Task = Format every line of all the records below as a JSON list of strings, one string per line, leaving out blank lines and the pictures.

--

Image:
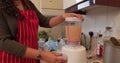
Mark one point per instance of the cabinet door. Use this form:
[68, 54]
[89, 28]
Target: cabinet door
[52, 4]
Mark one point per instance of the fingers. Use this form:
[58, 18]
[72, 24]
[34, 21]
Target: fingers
[57, 54]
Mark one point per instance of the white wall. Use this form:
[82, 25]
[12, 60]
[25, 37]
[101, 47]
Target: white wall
[98, 18]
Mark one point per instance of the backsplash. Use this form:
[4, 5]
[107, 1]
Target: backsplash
[98, 18]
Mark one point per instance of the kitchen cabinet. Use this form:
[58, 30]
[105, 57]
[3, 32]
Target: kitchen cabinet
[49, 7]
[85, 5]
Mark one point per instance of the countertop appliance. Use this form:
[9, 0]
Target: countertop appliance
[111, 52]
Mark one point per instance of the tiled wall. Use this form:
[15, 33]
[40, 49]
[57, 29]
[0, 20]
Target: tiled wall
[99, 17]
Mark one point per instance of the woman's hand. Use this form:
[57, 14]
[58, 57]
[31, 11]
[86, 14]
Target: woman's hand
[73, 15]
[52, 57]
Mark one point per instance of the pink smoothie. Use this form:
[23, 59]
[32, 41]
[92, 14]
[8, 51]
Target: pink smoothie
[73, 34]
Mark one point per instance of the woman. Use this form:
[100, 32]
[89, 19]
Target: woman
[19, 20]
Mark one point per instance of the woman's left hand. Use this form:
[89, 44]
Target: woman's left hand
[73, 15]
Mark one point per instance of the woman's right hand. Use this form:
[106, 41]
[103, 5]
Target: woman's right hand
[52, 57]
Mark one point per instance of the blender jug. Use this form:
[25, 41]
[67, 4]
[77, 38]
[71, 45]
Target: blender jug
[73, 30]
[73, 50]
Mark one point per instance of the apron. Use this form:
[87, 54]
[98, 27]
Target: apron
[27, 35]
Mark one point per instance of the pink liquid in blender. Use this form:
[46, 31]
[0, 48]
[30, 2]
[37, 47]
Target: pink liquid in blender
[73, 34]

--

Exercise output =
[
  "Image:",
  "Mark one point per instance of the cabinet door. Use this form:",
  "[68, 54]",
  "[89, 28]",
  "Target: cabinet door",
  "[52, 4]",
  "Mark one point per instance of the fingers. Use this form:",
  "[58, 18]",
  "[72, 24]",
  "[34, 21]",
  "Target: fingers",
  "[57, 54]",
  "Mark one point per instance of the white wall. Use this form:",
  "[82, 25]",
  "[12, 60]",
  "[25, 37]",
  "[101, 47]",
  "Target: white wall",
  "[98, 18]",
  "Mark one point per instance of the backsplash. Use this form:",
  "[4, 5]",
  "[107, 1]",
  "Target: backsplash",
  "[98, 18]",
  "Mark one point per instance of the kitchen cabinet. Use this form:",
  "[58, 30]",
  "[105, 57]",
  "[3, 32]",
  "Target: kitchen cabinet",
  "[49, 7]",
  "[85, 5]",
  "Mark one point per instance of the countertop appliance. Use this form:",
  "[9, 0]",
  "Target: countertop appliance",
  "[111, 52]",
  "Mark one point per instance of the tiled wall. Use this form:",
  "[15, 33]",
  "[40, 49]",
  "[57, 29]",
  "[0, 20]",
  "Target: tiled wall",
  "[99, 17]",
  "Mark one point per instance of the woman's hand. Use this form:",
  "[57, 14]",
  "[58, 57]",
  "[31, 11]",
  "[86, 14]",
  "Target: woman's hand",
  "[73, 15]",
  "[52, 57]",
  "Mark one point per instance of the pink smoothie. Use this form:",
  "[23, 59]",
  "[32, 41]",
  "[92, 14]",
  "[8, 51]",
  "Target: pink smoothie",
  "[73, 34]",
  "Mark one point per instance of the woman. Use this form:",
  "[100, 32]",
  "[89, 19]",
  "Target: woman",
  "[19, 20]",
  "Mark one point per instance of the woman's left hand. Use this form:",
  "[89, 44]",
  "Target: woman's left hand",
  "[73, 15]",
  "Mark one point per instance of the woman's right hand. Use this form:",
  "[106, 41]",
  "[103, 5]",
  "Target: woman's right hand",
  "[52, 57]",
  "Mark one point per instance of the blender jug. Use this form:",
  "[25, 41]",
  "[67, 4]",
  "[77, 38]",
  "[71, 45]",
  "Target: blender jug",
  "[73, 30]",
  "[73, 50]",
  "Mark one point per instance of the apron. Use this form:",
  "[87, 54]",
  "[98, 27]",
  "Target: apron",
  "[27, 35]",
  "Mark one point per instance of the pink liquid in blender. Use this form:",
  "[46, 31]",
  "[0, 48]",
  "[30, 2]",
  "[37, 47]",
  "Target: pink liquid in blender",
  "[73, 34]"
]